## begin

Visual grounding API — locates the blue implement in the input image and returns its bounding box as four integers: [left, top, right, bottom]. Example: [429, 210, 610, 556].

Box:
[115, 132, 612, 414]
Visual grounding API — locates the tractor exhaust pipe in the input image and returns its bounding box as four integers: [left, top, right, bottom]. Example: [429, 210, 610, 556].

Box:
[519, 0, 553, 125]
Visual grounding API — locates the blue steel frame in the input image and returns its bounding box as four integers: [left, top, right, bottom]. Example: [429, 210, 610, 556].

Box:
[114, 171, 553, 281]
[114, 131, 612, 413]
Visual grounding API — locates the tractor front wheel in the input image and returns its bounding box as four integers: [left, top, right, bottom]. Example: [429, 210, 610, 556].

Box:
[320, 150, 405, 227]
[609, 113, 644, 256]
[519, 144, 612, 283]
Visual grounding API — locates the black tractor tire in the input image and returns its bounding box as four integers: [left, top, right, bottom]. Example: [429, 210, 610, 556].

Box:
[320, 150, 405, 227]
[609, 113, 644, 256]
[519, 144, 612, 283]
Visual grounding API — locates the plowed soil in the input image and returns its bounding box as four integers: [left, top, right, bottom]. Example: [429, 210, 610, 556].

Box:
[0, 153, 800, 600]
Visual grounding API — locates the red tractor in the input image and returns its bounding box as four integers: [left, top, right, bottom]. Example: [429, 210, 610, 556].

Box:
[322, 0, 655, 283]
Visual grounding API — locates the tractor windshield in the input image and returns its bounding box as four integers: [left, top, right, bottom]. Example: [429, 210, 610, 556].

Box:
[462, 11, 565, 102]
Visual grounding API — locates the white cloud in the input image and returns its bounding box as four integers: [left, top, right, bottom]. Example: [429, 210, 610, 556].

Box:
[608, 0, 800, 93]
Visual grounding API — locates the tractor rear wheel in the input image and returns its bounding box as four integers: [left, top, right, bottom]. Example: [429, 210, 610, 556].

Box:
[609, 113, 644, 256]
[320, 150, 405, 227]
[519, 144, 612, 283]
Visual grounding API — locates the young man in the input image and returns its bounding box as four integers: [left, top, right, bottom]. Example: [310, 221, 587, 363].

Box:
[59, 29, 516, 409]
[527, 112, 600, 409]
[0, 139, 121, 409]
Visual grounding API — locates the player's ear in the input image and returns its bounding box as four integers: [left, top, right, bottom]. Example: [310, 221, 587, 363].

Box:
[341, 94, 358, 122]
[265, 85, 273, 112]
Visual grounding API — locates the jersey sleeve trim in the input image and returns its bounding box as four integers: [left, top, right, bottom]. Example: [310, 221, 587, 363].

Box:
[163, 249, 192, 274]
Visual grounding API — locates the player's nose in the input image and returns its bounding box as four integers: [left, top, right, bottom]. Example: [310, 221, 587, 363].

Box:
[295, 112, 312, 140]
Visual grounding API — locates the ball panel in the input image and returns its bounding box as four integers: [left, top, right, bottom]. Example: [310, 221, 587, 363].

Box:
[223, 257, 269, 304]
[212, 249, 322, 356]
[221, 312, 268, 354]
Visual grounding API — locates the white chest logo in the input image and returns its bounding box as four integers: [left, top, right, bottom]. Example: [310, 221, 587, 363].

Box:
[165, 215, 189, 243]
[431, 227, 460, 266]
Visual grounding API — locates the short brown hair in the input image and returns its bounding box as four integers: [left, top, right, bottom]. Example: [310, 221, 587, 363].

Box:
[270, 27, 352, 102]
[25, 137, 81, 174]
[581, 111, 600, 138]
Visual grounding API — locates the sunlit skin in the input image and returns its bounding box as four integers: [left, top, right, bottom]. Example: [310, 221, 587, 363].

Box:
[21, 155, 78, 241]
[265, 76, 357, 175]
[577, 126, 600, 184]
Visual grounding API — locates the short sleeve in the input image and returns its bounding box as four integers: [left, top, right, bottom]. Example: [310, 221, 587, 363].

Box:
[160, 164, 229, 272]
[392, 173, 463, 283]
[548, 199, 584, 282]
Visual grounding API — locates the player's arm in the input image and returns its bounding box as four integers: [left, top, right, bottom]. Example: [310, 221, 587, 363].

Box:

## end

▶ **What to produce**: Return every one of the records above word for word and in their original order, with nothing added, dropped, or changed.

▶ **Response to this exercise**:
Visual grounding API — locates the blue implement in the input image and returns its bounding box as four integers: [left, top, right, bottom]. Example: [429, 210, 610, 556].

Box:
[115, 132, 612, 414]
Visual grounding API — locates the tractor exhaust pipe in the input image and returns its bounding box as four integers: [left, top, right, bottom]. Example: [429, 210, 610, 556].

Box:
[519, 0, 553, 125]
Visual grounding API — locates the blue steel frame in the input image and returns its bounding box as four integers: [left, top, right, bottom]. Example: [429, 210, 610, 556].

Box:
[114, 171, 553, 281]
[114, 131, 612, 413]
Visual grounding API — locates the tractor front wheel in the input image and returns its bounding box as four integers: [left, top, right, bottom]. Example: [429, 210, 610, 556].

Box:
[320, 150, 405, 227]
[609, 113, 644, 256]
[519, 144, 612, 283]
Visual grounding API — locates the black tractor tire in the input image and returns its bounding box as four integers: [left, top, right, bottom]. Example: [429, 210, 610, 556].

Box:
[320, 150, 405, 227]
[609, 113, 644, 256]
[519, 144, 612, 283]
Visual grounding API — locates the plowed soil in the input image and returns its bounding box as four integers: [left, top, right, bottom]. Example: [429, 210, 610, 556].

Box:
[0, 153, 800, 600]
Visual grounding API — locates the red tractor in the input image and returns its bounding box as four integers: [left, top, right, bottom]. Example: [429, 210, 610, 556].

Box:
[322, 0, 655, 283]
Visual grounding API — locates the tractor windshield in the input image and returns its bounding box as four integers: [left, top, right, bottom]. Example: [429, 210, 610, 556].

Box:
[462, 11, 565, 102]
Visual grounding API — locates the white cloud in the input image and returns its bounding box as four integers: [left, top, right, bottom]. Example: [429, 210, 610, 556].

Box:
[608, 0, 800, 93]
Visual grounding API — locates the tractor rear wheel in the input image and returns its bounding box as four integers: [left, top, right, bottom]. Example: [429, 210, 610, 556].

Box:
[609, 113, 644, 256]
[320, 150, 405, 227]
[519, 144, 612, 283]
Visual grounding API — locates the young man in the input image and returns its bounding box as four integers: [left, top, right, bottom]. Example: [310, 221, 587, 363].

Box:
[59, 29, 516, 409]
[527, 112, 600, 409]
[0, 139, 121, 409]
Visual grounding API — locates the player's ear in the input image and returns its bounding box as four integers: [left, top, right, bottom]. Example: [310, 221, 587, 363].

Box:
[341, 94, 358, 122]
[265, 85, 273, 112]
Visual grounding API — locates the jersey sleeve trim in the input image and returns its bounding box as four integers: [left, top, right, bottom]. Example: [310, 221, 587, 363].

Box:
[163, 249, 192, 274]
Visual grounding API — locates the player's nose in the input image and returns its bounding box as four integers: [left, top, right, bottom]. Example: [310, 221, 587, 363].

Box:
[295, 112, 312, 140]
Visual grounding API — locates the ball panel in the input image and returns its bounding box as four integers: [left, top, right, bottom]. Example: [310, 221, 587, 363].

Box:
[223, 257, 269, 304]
[212, 249, 322, 356]
[221, 312, 268, 354]
Visual grounding API — locates the white chest logo in the input image and returns its bounding box as four integers: [left, top, right, bottom]. Example: [310, 221, 587, 363].

Box:
[165, 215, 189, 243]
[431, 227, 460, 266]
Visual grounding API — locates the short brown hair in the input image and returns its bounding box as four integers: [left, top, right, bottom]. Example: [310, 221, 587, 363].

Box:
[270, 27, 352, 102]
[25, 137, 81, 174]
[581, 111, 600, 138]
Visual grounding API — locates the sunlit skin in the input image and returns its bounding box as four integers: [left, top, right, bottom]. Example: [310, 221, 587, 363].

Box:
[21, 155, 78, 241]
[265, 76, 357, 175]
[577, 126, 600, 184]
Visual grounding API — locates the short sleeve in the input image and returns its bounding box as four integers: [left, top, right, bottom]. Example: [310, 221, 587, 363].

Box:
[160, 164, 229, 272]
[392, 173, 463, 283]
[548, 199, 584, 282]
Visual grounding API — locates the player's arm in the input image and returns its bounding box as four integers: [left, top, right, bottom]. Example: [310, 221, 587, 363].

Box:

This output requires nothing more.